• [Reading passage]

····················

9 Things You Should Know About the Supreme Court's Same-Sex Marriage Cases
Today the Supreme Court issued rulings on two historic and controversial cases which challenged the legal validity, at both the state and federal level, of the the traditional definition of marriage. Here are nine things you should know about the cases:
1. The two cases, United States v. Windsor and Hollingsworth v. Perry, are each based on differing -- and perhaps mutually exclusive -- theories of which level of government has the right to define marriage. The challenge to DOMA (Windsor) was based on the claim that marriage is a matter for state rather than federal regulation while the challenge to Proposition 8 (Hollingsworth) was a challenge to to the claim that an individual state can define marriage as between one woman and one man.
2. United States v. Windsor was a direct challenge to the Defense of Marriage Act (DOMA). This case was not about whether there is a constitutional right to same-sex marriage, but rather whether Congress can treat married same-sex couples differently from married opposite-sex couples in federal laws and programs.

····················

• [Dataset rows]
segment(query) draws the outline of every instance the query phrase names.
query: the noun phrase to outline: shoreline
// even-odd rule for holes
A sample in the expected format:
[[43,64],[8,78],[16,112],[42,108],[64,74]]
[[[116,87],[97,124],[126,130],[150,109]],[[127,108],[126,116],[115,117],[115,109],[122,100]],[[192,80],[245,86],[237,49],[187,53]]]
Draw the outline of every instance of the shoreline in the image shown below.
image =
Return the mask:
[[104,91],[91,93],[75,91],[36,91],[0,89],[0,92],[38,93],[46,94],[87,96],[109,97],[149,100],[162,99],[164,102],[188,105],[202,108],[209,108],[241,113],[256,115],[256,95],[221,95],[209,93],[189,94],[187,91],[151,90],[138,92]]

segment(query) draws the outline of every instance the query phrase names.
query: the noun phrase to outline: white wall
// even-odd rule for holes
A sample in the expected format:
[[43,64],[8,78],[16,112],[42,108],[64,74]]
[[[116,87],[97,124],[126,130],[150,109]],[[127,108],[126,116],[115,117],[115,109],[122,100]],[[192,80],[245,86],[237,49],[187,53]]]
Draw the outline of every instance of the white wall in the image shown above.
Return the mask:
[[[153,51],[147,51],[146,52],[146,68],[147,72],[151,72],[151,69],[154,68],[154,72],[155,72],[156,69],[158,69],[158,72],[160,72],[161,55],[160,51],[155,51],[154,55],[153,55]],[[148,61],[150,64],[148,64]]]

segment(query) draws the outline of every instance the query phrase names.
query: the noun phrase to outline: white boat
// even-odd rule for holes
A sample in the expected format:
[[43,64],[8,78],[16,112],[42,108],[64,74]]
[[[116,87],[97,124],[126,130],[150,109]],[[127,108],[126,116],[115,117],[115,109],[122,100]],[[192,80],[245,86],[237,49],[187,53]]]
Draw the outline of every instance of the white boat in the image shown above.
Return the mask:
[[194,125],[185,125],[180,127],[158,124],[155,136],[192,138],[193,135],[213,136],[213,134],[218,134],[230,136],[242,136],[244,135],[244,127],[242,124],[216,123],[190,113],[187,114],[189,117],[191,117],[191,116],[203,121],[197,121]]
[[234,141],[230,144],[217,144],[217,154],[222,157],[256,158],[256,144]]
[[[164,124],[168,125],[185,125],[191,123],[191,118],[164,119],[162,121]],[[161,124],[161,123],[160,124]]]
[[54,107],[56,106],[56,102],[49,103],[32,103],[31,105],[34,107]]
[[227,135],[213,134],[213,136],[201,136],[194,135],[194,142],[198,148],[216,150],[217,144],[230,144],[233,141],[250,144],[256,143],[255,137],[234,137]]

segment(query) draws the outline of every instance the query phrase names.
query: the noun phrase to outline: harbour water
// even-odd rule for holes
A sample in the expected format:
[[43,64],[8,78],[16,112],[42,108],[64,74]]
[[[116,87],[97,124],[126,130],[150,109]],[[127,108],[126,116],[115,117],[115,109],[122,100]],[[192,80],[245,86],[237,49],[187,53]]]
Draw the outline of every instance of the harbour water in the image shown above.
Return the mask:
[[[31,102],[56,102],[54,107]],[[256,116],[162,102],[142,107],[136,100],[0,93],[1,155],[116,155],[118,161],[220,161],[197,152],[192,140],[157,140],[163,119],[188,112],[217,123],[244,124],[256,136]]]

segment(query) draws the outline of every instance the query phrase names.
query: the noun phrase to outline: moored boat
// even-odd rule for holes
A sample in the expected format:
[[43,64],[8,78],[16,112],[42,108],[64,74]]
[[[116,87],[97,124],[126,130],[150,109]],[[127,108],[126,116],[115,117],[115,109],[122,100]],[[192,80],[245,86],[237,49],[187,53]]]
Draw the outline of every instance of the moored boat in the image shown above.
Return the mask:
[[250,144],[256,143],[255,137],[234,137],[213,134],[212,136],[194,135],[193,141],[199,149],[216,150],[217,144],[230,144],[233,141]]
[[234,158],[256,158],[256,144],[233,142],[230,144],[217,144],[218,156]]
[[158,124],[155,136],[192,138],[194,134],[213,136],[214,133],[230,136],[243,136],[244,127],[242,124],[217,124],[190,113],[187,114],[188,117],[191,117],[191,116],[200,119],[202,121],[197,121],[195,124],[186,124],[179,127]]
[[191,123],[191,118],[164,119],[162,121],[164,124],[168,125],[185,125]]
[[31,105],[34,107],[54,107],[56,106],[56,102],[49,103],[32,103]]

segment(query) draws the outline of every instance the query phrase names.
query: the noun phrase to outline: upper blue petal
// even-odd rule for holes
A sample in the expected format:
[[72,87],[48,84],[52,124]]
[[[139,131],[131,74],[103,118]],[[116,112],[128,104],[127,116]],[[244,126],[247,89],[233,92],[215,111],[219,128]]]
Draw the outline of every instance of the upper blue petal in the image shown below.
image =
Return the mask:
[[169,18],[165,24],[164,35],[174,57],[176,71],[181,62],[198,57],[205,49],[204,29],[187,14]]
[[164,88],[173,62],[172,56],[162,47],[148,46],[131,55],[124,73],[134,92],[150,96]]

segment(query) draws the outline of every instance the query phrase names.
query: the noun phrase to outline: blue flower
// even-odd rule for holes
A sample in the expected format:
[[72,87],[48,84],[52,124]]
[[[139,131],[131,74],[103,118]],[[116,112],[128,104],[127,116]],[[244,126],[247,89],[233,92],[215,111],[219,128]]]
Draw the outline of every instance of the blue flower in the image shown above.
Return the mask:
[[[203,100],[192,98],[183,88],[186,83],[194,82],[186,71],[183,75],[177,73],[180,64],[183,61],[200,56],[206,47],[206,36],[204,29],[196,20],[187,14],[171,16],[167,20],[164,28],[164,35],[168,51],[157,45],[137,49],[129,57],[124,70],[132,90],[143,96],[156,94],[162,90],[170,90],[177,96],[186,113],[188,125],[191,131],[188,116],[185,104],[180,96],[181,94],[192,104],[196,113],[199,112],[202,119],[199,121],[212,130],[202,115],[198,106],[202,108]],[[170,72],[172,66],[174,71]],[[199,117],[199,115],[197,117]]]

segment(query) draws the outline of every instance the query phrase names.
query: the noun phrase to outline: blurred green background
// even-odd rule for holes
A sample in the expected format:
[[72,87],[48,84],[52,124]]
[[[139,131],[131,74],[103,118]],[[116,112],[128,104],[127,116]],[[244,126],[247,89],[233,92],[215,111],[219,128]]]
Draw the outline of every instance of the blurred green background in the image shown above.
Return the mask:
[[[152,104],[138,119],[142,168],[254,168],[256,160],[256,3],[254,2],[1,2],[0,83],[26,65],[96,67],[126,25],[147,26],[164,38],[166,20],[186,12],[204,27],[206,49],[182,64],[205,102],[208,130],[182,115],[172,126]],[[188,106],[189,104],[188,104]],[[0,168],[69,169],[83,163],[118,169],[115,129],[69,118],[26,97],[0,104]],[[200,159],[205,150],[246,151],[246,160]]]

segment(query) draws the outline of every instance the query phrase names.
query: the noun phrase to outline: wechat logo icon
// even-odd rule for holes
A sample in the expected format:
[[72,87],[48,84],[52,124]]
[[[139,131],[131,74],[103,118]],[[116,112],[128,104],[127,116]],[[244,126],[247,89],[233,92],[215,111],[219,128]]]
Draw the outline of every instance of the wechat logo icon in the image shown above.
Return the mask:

····················

• [What to work on]
1. Answer these about the article on the Supreme Court's same-sex marriage cases:
(a) How many things does the article say you should know about the cases?
(b) Which case was a direct challenge to the Defense of Marriage Act?
(c) What claim was the challenge to Proposition 8 aimed at?
2. Carry on with the article on the Supreme Court's same-sex marriage cases, picking up after its last sentence.

• [Final results]
1.
(a) Nine.
(b) United States v. Windsor.
(c) The claim that an individual state can define marriage as between one woman and one man.

2.
3. The Defense of Marriage Act (DOMA) is a federal law that restricts federal marriage benefits and required inter-state marriage recognition to only opposite-sex marriages. The law passed both houses of Congress by large majorities and was signed into law by President Bill Clinton on September 21, 1996. Section 3 of DOMA codifies the non-recognition of same-sex marriages for all federal purposes, including insurance benefits for government employees, Social Security survivors' benefits, immigration, and the filing of joint tax returns.
4. In a 5-4 decision on Windsor, the Court struck down one section of DOMA and ruled that the federal statute is an unconstitutional deprivation of the equal liberty of persons that is protected by the Fifth Amendment. The equal protection violation, according to the Court, arose from Congress' decision denying rights to marriage provided by the state laws of New York. The majority opinion claims that, "By history and tradition the definition and regulation of marriage has been treated as being within the authority and realm of the separate States." However, at the end of the ruling it notes, "This opinion and its holding are confined to those lawful marriages." This ruling limits federal benefits only to same-sex couples in states where same-sex marriage is legal and does not apply to same-sex couples living in states where their unions are not legally recognized as marriage. Additionally, the ruling does not require states to recognize the redefinition of marriage by other states. The opinion was written by Justice Kennedy and joined by the four liberal Justices -- Ginsburg, Breyer, Sotomayor, and Kagan.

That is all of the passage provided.